What you will do: Your task is to repeat the entries word for word while leaving out the pictures.
━━━━━━━━━━━━━━━━━━━━
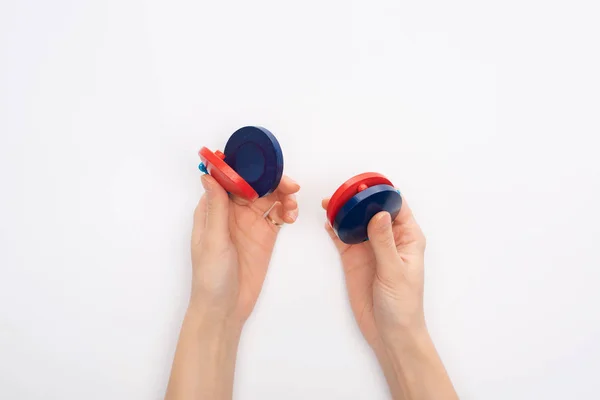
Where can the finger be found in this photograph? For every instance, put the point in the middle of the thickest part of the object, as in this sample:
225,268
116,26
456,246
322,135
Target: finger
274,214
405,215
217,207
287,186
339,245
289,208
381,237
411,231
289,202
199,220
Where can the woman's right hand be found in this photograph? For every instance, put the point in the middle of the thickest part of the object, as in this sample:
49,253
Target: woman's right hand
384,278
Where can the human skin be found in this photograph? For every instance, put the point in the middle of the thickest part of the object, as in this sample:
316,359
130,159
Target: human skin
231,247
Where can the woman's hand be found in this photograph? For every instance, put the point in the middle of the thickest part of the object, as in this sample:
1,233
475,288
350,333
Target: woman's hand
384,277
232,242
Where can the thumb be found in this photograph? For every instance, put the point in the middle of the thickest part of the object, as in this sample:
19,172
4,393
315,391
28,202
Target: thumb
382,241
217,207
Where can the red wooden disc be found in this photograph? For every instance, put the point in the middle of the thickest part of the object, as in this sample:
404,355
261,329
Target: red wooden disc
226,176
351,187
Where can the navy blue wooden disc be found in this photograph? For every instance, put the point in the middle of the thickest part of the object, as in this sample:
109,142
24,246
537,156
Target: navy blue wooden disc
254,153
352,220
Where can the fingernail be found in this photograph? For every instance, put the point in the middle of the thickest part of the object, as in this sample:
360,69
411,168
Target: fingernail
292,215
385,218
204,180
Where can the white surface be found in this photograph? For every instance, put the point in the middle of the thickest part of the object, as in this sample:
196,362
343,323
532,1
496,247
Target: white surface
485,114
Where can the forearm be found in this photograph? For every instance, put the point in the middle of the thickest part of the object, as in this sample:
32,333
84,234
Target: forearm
━━━━━━━━━━━━━━━━━━━━
Task output:
Where can the finger be found in this photograph? For every instance, put the point in the middle of the thickest part of the object, as in this sample:
225,268
116,26
456,246
322,135
Target: finger
274,214
405,215
217,207
287,186
339,245
289,208
381,237
411,231
289,202
199,220
Where can the woman's right hand be found in this photograph? For every instance, put the point in the middle of the thickest part of the object, as in this sample:
49,253
Target: woman's right hand
384,278
Where can the human skin be found in this photograph? For every instance, put the point in the middle of the thickest part of the object, as in this sample:
316,359
130,159
Target: human skin
231,247
Where can the woman's hand be found in this photograph? For every instance, put the point in the middle of the thickest part of the object, as in this sample:
1,233
475,288
350,333
Target: woman's hand
384,277
232,242
Where can the thumb be found in this photograph? For every instance, put the point in the middle of the thickest part of the object, as in this sample:
19,172
4,393
315,391
28,202
Target: thumb
382,241
217,207
Where can the red wooden disc be found in this photograph? For every instance, put the point in the middle of the thickest part of the object, as in this sample:
404,355
261,329
Target: red wooden disc
226,176
351,187
Where can the navy blue wooden disc be found in this photograph? For every instance, put the point in the middle of the thickest part of the object, as in this sample:
109,142
24,246
537,156
Target: navy blue wooden disc
254,153
352,220
Where can the fingernail be found in this photograph? For every instance, put the point in the middle of the thickest part of the object, as in this sample:
360,69
411,168
Target: fingernail
292,215
385,218
204,180
Where can the white surface be found in this photograph? For every instance, put the point in the middle of the thickest part of the object, as in this sample:
196,362
343,323
532,1
496,247
Target: white surface
485,114
Where can the forearm be found in this photograph? For every instance, put the point in the middle of the thickest part of the object, as in this sample:
32,333
84,234
Target: forearm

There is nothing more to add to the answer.